* [GIVEN DATA]:
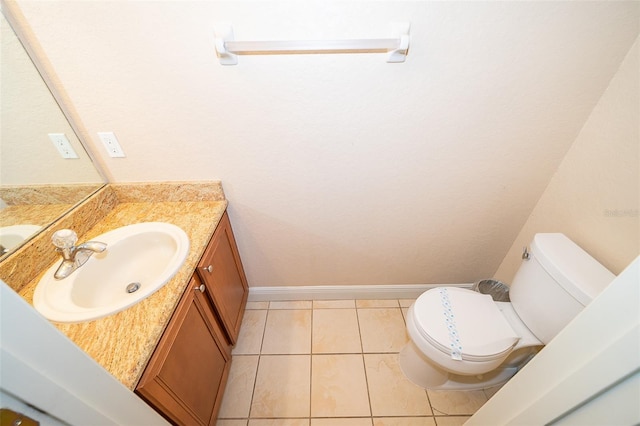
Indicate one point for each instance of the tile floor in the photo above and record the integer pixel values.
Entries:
(333, 363)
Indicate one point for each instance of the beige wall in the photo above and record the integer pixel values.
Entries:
(343, 169)
(593, 197)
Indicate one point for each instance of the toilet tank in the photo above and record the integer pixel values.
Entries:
(555, 284)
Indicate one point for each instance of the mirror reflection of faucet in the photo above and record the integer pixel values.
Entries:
(73, 256)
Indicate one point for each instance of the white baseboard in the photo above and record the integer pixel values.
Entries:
(333, 292)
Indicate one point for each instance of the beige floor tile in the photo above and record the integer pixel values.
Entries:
(456, 402)
(251, 332)
(338, 386)
(354, 421)
(335, 331)
(283, 386)
(452, 420)
(382, 330)
(237, 395)
(404, 421)
(278, 422)
(257, 305)
(287, 332)
(231, 423)
(377, 303)
(291, 304)
(333, 304)
(392, 394)
(489, 392)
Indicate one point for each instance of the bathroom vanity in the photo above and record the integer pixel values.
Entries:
(173, 349)
(185, 377)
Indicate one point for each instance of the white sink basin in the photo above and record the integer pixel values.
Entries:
(12, 236)
(144, 255)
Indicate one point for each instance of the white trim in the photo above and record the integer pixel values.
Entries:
(329, 292)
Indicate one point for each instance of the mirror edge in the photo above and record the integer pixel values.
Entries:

* [ASSIGNMENT]:
Retype each line of the listing above word for word. Exclude the pictures.

* [RESULT]:
Indicate one point for each instance of the tile floor in the photo above and record the integer pixel values.
Entries:
(333, 363)
Indicate one point for each instance of the beige wall in the photo above and record the integer pixel values.
Entries:
(343, 169)
(593, 197)
Indicate one point for each instance of the toilet tank in the photo above and record the integer pixel values.
Entries:
(555, 284)
Indicate one point for each instance of the mirror reflection of faucet in the photo above and record the integer pixel values.
Entries:
(73, 256)
Indicate one point for each instance of the white baseboard in the photo above and record the integer pixel values.
Entries:
(333, 292)
Indicate one point for each instance of the beige floor tile in the photo above and record the integer pixel values.
Entries:
(456, 402)
(251, 332)
(338, 386)
(354, 421)
(335, 331)
(283, 386)
(452, 420)
(382, 330)
(237, 395)
(404, 421)
(278, 422)
(257, 305)
(287, 332)
(231, 423)
(377, 303)
(291, 304)
(333, 304)
(392, 394)
(489, 392)
Indicate one point for each instance of the bathroom vanity in the photo above and record the integer pixel values.
Entries:
(173, 349)
(185, 377)
Indicate one point for each instance of the white sink basin in the photo above and record the integer pixel values.
Entries:
(12, 236)
(144, 255)
Indicate one point for each instance of the white trim in the photo above and record the integer pixel values.
Entries:
(329, 292)
Indicate one point for each instance of the mirror edge in the photo above and record the integer pixel values.
Entries:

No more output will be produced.